[RECORDS FOR THE EXERCISE]:

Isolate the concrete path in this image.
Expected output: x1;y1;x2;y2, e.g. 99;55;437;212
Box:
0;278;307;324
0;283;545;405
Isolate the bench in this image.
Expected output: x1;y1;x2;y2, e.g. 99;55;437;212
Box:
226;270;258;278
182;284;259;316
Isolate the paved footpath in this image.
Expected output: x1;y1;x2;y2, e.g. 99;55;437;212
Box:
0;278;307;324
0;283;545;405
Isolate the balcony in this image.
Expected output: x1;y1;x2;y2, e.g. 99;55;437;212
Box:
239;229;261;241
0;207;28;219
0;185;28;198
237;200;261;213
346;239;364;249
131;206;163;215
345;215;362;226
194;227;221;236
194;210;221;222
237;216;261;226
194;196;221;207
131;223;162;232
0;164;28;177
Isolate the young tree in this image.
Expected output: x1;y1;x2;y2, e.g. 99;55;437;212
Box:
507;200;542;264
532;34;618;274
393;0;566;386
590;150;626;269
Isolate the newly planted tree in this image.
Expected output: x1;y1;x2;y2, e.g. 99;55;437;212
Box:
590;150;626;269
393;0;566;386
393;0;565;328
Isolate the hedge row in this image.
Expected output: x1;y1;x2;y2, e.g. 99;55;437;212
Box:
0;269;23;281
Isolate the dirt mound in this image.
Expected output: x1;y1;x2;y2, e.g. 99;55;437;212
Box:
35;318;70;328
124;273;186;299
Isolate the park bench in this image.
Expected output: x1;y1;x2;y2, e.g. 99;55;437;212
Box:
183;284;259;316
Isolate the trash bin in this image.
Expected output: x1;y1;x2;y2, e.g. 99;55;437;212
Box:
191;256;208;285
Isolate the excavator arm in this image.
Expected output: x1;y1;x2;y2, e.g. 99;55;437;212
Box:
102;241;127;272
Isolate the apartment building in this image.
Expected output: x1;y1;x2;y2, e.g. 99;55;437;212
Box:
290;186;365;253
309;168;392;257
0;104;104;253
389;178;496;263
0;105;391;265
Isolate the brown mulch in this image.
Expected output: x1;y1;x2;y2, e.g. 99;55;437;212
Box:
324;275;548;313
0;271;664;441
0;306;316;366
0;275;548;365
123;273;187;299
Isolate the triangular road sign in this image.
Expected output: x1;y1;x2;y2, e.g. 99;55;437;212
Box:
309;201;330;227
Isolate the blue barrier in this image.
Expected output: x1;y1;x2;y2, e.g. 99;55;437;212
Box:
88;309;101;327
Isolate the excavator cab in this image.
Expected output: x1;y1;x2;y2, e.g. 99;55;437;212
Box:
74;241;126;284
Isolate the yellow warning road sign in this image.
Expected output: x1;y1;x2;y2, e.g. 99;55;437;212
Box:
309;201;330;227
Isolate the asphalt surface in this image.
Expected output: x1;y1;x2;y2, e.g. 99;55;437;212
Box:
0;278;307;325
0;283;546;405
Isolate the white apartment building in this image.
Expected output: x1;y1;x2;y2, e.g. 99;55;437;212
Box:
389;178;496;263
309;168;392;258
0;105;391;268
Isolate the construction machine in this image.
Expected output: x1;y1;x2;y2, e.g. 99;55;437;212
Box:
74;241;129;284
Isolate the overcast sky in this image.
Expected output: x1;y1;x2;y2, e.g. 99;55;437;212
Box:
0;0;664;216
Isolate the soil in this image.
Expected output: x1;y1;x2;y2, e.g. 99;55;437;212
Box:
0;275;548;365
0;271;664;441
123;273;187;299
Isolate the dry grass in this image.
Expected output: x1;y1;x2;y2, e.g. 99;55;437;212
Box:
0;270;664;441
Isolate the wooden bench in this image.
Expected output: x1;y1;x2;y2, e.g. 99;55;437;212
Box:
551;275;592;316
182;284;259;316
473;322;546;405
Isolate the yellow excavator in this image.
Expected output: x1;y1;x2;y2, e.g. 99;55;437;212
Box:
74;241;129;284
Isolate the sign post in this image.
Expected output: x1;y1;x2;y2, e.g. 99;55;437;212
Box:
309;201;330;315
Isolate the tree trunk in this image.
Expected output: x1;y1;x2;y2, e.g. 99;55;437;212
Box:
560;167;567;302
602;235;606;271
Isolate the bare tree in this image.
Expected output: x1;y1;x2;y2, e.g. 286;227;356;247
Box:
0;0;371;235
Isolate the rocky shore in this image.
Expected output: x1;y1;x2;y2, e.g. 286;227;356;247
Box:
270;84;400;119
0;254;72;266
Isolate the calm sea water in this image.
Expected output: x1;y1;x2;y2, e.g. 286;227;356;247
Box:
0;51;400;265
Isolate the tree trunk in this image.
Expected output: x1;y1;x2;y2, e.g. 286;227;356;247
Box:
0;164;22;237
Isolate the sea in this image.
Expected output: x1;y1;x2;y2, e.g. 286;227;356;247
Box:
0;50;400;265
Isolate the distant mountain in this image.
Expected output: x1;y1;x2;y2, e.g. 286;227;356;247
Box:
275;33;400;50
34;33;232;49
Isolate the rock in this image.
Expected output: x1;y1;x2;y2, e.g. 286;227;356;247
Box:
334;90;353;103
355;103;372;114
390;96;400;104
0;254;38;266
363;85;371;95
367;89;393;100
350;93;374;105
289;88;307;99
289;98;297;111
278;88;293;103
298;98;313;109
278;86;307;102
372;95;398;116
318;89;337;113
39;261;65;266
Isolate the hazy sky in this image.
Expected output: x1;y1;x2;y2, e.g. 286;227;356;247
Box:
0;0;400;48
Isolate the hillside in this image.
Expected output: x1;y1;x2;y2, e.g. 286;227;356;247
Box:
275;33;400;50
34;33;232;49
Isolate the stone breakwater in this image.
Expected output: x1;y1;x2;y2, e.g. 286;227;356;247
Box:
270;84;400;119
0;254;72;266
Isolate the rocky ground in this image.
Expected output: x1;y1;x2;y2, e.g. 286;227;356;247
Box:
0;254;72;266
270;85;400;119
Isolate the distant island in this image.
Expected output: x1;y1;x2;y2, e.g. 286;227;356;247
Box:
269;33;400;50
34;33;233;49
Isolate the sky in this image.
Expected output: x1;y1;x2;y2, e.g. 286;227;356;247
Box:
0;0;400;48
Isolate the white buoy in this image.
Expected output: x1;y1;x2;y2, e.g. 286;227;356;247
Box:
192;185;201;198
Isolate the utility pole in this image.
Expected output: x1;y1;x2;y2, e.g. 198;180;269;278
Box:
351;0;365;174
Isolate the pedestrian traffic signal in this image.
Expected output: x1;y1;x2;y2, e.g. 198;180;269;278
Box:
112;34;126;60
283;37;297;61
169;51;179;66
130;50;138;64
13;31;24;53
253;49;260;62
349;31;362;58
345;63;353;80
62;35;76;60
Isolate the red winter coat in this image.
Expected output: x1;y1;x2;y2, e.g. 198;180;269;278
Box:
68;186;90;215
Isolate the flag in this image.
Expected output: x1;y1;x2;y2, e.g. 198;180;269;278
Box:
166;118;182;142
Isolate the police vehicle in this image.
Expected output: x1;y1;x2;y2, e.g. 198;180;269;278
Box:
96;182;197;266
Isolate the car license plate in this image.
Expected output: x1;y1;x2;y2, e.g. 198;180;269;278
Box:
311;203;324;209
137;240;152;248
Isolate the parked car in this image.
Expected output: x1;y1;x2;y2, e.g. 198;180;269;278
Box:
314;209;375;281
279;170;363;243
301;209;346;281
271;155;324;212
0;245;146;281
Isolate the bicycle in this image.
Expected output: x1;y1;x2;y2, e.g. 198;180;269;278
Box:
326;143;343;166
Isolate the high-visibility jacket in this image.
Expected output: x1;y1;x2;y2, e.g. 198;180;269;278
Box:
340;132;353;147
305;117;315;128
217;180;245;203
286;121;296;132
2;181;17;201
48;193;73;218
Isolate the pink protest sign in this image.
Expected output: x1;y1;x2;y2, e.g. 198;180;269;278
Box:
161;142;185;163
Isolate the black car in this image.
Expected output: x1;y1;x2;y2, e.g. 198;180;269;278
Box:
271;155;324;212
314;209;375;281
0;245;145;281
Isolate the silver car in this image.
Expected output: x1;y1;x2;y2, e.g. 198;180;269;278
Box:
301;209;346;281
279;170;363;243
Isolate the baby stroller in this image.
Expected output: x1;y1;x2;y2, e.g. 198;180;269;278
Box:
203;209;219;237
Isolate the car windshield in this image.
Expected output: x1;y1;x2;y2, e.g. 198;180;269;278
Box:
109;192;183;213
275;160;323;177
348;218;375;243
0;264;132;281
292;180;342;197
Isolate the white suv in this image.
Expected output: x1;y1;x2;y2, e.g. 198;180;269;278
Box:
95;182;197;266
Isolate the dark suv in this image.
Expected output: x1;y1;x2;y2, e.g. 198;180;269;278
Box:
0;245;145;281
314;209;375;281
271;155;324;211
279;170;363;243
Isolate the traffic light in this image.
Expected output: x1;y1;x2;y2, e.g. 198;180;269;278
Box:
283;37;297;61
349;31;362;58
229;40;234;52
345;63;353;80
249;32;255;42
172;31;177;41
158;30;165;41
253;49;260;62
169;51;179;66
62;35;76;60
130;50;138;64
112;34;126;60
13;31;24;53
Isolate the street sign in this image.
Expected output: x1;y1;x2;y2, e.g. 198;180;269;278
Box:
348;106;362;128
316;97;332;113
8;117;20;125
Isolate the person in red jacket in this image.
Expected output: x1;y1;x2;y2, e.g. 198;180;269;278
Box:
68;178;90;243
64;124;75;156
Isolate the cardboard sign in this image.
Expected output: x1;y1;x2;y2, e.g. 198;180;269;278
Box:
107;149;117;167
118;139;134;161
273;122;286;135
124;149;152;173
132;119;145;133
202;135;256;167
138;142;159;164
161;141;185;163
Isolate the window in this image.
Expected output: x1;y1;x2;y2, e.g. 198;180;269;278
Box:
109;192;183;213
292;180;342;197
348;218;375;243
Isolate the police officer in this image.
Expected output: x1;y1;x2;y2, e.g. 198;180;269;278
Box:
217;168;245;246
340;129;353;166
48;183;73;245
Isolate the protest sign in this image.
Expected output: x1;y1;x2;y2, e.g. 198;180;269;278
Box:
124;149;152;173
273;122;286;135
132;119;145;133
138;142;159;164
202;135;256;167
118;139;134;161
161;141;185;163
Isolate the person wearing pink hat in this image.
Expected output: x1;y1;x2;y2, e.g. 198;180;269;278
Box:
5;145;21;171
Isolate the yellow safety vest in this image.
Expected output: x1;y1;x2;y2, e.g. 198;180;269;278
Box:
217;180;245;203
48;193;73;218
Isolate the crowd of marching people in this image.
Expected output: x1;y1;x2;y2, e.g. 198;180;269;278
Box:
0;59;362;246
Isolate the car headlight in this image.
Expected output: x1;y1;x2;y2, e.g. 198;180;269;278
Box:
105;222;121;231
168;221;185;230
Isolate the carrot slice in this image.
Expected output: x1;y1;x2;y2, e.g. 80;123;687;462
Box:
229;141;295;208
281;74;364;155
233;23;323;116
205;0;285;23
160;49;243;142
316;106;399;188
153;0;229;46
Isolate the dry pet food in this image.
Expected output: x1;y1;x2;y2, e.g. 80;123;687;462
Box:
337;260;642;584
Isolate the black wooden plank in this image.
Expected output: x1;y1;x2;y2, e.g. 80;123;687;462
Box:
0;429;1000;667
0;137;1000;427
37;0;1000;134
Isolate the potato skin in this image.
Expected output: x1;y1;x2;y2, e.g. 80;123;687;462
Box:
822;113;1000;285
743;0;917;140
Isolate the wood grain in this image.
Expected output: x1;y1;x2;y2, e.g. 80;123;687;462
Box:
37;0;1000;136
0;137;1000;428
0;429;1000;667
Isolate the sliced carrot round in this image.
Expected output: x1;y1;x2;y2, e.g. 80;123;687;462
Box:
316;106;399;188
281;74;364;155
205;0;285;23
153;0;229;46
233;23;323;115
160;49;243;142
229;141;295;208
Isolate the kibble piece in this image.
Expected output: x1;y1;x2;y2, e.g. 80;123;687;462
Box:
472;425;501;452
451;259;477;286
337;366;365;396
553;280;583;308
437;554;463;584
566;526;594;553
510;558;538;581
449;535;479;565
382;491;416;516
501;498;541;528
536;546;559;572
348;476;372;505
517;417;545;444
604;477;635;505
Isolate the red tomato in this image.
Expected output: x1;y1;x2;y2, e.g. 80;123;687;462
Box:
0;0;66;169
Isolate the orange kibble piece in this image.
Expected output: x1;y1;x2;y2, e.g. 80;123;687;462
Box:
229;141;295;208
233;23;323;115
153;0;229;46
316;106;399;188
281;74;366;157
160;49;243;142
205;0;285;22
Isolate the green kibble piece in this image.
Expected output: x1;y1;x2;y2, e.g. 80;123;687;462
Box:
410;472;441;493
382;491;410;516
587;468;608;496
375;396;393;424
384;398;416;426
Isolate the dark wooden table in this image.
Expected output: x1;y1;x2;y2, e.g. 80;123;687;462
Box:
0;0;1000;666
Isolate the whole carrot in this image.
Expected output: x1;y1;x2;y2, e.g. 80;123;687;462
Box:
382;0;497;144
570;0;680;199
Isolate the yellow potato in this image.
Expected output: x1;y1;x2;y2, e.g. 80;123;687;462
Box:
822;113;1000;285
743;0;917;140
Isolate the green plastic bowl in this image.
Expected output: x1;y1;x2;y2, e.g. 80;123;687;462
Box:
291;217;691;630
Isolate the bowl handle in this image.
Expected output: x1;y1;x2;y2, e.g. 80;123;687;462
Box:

[DIRECTION]:
Copy the rows above, from the first one through the line holding "74;241;126;284", inclusive. Add 23 to every bounding-box coordinate, and leave the request lines and their sample outputs unchanged.

[ANSWER TO THIS PROBLEM]:
Isolate the concrete path in this image.
Expected output: x1;y1;x2;y2, e.g. 99;55;437;212
Box:
23;301;330;347
23;306;568;428
Isolate the bench in this image.
Expected output: x1;y1;x2;y2, e.g. 99;55;437;212
Box:
249;293;281;301
205;307;282;339
Isolate the paved footpath in this image.
Expected output: x1;y1;x2;y2, e.g. 99;55;437;212
Box:
23;301;330;347
23;306;568;428
Isolate the balcony in this image.
Expected output: x1;y1;x2;y2, e.g. 99;55;437;212
Box:
262;252;284;264
23;230;51;242
23;208;51;221
260;223;284;236
369;262;387;272
154;229;186;238
368;238;385;249
217;250;244;259
217;233;244;245
260;239;284;249
217;219;244;230
154;246;185;255
23;187;51;200
Isolate the young tree in this image.
Expected output: x1;y1;x2;y2, e.g. 99;55;437;212
Box:
530;223;565;287
555;57;641;297
416;23;589;409
613;173;649;292
Isolate the newly planted tree in this image.
Expected output: x1;y1;x2;y2, e.g. 99;55;437;212
Box:
613;173;649;292
416;23;589;409
416;23;588;351
Isolate the hedge row in this image.
Expected output: x1;y1;x2;y2, e.g. 99;55;437;212
Box:
23;292;46;304
Isolate the dirt mound in this image.
Expected output: x1;y1;x2;y2, e.g. 99;55;437;212
Box:
58;341;93;351
147;296;209;322
Isolate the park bench in this image.
Expected output: x1;y1;x2;y2, e.g. 99;55;437;212
Box:
206;307;282;339
Isolate the trash bin in this image.
Expected output: x1;y1;x2;y2, e.g. 99;55;437;212
Box:
214;279;231;308
Isolate the excavator arm in this image.
Expected output: x1;y1;x2;y2, e.g. 99;55;437;212
Box:
125;264;150;295
Isolate the apartment building in this image.
Expected output: x1;y1;x2;y2, e.g. 99;55;437;212
Box:
313;209;388;276
332;191;415;280
23;127;127;276
412;201;519;286
23;128;414;288
Isolate the brown mulch in this image.
Expected output: x1;y1;x2;y2, e.g. 99;55;437;212
Box:
347;298;571;336
23;294;687;464
23;329;339;389
23;298;571;388
146;296;210;322
Isolate the triangular road sign in this image.
Expected output: x1;y1;x2;y2, e.g. 99;55;437;212
Box:
332;224;353;250
Isolate the blue barrier in this image.
Expected output: x1;y1;x2;y2, e.g. 99;55;437;212
Box:
111;332;124;350
Isolate the excavator cab in this image.
Expected output: x1;y1;x2;y2, e.g. 99;55;437;212
Box:
97;264;149;307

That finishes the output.